Pull out every line of the data below that contains the word "traffic". Case counts.
Start Task data
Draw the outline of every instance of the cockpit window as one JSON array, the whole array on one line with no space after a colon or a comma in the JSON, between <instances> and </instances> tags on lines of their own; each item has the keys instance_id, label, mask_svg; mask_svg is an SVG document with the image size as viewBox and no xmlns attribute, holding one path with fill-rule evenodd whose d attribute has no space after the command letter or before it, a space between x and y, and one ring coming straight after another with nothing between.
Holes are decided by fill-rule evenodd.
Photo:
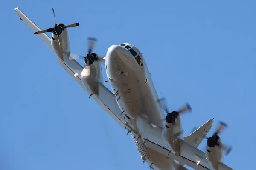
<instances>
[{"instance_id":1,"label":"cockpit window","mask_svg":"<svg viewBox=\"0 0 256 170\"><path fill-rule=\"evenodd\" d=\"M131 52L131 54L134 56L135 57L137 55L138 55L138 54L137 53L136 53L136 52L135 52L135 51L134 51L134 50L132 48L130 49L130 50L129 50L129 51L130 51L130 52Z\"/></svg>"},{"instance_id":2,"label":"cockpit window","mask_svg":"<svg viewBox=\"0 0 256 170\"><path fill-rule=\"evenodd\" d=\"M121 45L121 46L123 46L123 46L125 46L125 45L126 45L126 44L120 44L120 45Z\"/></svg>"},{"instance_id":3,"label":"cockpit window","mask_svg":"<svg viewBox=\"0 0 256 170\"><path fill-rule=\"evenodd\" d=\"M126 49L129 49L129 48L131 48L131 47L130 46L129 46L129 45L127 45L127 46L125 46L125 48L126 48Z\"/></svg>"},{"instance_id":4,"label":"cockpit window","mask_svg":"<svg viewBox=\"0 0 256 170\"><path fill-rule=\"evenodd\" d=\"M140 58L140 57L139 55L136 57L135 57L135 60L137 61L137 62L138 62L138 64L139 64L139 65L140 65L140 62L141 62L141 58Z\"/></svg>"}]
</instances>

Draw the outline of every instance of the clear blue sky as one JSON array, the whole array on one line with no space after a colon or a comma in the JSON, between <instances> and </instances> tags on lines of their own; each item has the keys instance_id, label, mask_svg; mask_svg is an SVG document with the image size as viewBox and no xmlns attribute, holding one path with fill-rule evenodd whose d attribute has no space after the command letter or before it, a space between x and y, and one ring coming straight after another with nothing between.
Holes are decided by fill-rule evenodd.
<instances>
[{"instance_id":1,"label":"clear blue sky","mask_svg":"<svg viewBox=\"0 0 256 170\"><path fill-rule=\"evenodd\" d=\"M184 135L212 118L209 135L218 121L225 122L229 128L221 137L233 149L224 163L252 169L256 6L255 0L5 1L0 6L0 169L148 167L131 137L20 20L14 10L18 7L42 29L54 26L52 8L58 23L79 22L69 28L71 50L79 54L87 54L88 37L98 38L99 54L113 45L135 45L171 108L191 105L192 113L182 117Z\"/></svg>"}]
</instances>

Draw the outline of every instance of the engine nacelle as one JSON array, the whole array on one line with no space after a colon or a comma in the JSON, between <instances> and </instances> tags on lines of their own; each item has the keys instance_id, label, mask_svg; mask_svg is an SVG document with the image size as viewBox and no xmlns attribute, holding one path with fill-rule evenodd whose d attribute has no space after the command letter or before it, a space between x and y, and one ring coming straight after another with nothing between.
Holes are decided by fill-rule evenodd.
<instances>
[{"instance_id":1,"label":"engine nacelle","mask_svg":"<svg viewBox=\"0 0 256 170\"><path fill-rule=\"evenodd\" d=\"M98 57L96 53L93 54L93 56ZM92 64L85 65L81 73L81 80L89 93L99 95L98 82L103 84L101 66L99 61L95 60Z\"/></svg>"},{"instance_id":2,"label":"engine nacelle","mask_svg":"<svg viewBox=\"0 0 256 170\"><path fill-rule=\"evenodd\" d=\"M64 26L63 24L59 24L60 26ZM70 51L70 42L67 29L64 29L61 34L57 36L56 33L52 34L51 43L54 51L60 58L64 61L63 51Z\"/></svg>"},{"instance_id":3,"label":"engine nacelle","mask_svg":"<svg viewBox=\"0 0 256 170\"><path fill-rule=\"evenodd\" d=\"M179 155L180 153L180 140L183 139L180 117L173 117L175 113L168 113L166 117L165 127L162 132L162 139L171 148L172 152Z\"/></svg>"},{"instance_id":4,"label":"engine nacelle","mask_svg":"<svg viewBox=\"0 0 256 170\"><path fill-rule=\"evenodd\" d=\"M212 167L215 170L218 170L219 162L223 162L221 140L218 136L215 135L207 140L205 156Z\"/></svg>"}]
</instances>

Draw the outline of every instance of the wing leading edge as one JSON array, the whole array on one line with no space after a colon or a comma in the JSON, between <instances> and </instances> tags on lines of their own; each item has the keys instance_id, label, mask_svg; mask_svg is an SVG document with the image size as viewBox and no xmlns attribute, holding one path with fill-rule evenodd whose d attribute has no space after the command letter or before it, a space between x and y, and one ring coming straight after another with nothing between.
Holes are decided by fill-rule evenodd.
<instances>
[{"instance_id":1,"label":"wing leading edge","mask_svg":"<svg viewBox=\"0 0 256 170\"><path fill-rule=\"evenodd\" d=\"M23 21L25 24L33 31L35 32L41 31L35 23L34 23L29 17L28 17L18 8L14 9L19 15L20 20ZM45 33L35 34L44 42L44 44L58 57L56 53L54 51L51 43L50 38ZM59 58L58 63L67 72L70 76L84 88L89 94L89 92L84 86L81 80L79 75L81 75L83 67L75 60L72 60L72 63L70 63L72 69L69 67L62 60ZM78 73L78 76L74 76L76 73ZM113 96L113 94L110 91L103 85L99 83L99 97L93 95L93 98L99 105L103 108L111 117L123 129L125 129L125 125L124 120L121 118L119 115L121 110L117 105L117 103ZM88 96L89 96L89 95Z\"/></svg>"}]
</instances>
End Task data
Start Task data
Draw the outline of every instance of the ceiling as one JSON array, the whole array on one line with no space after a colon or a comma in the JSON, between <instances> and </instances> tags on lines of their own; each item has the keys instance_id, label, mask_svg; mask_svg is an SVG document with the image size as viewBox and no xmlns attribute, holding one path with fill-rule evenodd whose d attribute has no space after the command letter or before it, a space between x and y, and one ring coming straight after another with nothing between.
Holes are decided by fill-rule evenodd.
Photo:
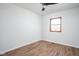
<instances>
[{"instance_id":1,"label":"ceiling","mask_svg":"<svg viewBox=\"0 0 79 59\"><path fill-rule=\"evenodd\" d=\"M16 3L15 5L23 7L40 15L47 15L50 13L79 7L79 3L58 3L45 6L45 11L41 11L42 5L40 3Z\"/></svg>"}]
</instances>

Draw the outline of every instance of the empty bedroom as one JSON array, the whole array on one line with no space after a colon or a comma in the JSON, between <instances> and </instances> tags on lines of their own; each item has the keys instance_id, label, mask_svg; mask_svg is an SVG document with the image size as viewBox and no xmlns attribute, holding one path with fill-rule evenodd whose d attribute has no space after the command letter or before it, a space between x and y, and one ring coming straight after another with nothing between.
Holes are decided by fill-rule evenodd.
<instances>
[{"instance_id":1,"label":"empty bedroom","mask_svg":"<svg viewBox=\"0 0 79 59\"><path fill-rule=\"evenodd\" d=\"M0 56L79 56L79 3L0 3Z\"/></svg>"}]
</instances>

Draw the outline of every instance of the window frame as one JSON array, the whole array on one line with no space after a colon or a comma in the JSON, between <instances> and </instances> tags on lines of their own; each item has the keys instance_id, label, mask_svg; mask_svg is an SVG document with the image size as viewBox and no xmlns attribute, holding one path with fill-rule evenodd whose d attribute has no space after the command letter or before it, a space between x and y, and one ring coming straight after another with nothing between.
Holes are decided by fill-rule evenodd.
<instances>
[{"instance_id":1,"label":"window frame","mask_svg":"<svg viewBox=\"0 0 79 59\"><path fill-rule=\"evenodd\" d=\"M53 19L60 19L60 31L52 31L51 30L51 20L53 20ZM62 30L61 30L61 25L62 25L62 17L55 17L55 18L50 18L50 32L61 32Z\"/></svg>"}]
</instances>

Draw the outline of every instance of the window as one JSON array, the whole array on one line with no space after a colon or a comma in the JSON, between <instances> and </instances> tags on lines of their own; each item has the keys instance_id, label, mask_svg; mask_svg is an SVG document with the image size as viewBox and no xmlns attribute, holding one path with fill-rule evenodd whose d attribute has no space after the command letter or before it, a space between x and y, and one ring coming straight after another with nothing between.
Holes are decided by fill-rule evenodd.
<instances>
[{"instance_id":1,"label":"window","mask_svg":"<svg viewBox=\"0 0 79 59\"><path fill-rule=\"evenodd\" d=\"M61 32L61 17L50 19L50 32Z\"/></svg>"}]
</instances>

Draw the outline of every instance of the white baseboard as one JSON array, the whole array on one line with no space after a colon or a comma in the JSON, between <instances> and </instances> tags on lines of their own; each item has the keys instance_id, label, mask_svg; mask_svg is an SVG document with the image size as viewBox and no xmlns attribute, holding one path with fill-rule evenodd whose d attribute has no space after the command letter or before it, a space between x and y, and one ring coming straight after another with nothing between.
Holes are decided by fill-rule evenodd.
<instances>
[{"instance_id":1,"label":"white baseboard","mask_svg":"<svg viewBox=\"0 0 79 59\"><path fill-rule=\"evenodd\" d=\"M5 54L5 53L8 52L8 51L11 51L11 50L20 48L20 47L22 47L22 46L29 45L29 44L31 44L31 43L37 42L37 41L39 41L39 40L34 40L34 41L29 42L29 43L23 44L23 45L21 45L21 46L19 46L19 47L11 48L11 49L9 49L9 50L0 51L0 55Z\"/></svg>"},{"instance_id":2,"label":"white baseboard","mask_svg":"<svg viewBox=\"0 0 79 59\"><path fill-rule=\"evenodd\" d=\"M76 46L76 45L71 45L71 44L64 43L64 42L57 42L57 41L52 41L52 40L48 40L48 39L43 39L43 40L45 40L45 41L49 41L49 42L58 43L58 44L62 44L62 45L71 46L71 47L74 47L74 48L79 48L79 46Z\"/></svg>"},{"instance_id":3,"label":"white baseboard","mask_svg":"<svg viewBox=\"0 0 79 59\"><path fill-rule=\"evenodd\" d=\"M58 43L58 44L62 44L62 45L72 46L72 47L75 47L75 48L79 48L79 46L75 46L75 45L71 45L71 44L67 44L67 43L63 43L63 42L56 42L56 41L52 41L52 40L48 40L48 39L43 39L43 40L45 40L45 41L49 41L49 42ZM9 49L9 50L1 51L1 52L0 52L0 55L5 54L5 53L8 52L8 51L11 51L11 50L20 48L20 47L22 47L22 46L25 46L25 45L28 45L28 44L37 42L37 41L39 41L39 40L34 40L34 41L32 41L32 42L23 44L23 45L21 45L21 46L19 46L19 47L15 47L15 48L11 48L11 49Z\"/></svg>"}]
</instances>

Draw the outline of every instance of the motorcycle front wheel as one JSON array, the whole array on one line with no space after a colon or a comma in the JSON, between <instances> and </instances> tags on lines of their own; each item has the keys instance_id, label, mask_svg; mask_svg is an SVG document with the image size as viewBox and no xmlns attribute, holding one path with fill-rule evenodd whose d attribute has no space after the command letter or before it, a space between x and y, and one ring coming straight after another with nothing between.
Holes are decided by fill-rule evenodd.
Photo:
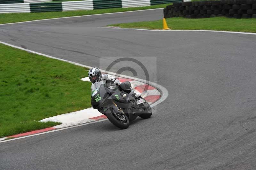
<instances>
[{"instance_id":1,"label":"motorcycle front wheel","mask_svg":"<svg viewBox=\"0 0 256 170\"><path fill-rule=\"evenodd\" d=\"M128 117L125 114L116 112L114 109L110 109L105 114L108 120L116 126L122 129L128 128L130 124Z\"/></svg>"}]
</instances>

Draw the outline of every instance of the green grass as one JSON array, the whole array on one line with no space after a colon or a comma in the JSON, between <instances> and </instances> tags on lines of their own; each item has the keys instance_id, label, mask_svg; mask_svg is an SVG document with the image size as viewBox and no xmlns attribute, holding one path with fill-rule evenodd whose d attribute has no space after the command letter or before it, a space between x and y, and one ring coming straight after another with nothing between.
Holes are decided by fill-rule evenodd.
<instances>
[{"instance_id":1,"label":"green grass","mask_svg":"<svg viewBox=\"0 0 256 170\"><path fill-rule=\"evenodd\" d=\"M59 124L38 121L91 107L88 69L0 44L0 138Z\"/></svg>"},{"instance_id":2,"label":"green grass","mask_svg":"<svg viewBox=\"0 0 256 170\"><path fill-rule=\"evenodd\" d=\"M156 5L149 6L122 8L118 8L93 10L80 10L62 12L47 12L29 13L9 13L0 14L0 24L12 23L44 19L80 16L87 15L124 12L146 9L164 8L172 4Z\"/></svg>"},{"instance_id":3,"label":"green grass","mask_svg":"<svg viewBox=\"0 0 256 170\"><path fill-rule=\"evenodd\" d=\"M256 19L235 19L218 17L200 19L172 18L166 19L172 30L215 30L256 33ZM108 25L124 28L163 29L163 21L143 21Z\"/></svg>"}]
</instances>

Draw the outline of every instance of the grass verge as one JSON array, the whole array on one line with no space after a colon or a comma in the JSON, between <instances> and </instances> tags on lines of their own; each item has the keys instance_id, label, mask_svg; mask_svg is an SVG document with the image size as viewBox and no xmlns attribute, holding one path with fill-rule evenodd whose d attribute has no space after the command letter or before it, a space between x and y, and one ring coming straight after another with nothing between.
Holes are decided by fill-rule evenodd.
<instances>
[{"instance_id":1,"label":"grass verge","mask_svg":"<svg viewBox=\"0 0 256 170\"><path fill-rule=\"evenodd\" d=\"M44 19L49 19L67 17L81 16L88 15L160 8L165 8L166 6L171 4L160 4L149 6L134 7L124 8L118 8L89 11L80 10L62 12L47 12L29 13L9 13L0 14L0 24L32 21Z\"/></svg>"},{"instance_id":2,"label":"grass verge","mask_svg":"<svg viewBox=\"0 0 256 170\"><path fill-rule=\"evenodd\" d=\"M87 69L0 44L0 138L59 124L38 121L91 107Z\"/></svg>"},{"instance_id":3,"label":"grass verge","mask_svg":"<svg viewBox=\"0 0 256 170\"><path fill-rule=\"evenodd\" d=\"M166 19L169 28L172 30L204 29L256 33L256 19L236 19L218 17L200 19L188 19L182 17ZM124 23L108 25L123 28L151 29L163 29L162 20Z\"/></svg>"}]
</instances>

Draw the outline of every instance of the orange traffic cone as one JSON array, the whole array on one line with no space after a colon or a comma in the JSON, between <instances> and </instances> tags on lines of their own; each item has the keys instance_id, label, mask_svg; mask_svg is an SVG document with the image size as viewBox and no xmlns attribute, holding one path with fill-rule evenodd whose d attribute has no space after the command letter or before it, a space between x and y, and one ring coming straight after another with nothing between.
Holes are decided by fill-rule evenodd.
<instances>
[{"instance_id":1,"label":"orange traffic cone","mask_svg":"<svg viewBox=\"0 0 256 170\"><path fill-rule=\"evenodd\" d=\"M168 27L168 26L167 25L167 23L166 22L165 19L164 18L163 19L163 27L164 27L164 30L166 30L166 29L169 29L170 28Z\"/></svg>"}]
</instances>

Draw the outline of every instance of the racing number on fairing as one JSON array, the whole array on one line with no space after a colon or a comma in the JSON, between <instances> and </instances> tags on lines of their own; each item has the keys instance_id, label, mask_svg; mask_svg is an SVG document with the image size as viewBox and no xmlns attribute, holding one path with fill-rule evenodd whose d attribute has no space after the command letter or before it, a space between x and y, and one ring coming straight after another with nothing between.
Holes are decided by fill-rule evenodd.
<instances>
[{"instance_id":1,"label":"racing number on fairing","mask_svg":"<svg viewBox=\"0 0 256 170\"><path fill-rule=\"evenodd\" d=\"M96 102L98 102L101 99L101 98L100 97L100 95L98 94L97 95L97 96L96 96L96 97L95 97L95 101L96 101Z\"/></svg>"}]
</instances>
End Task data
Task solution ▸
Draw the outline of every instance of the orange traffic cone as one JSON array, the whole array on one line with no space after a colon or a comma in the JSON, between <instances> and </instances> tags on lines of their own; each item has the keys instance_id, label, mask_svg; mask_svg is an SVG document with the image size as viewBox and no xmlns attribute, holding one path with fill-rule evenodd whose d attribute has no space after the command letter or before it, a space between x and y, and one ring coming straight after another with nothing between.
[{"instance_id":1,"label":"orange traffic cone","mask_svg":"<svg viewBox=\"0 0 256 170\"><path fill-rule=\"evenodd\" d=\"M168 27L168 26L167 25L167 23L166 22L165 19L164 18L163 19L163 27L164 27L164 30L166 30L166 29L169 29L170 28Z\"/></svg>"}]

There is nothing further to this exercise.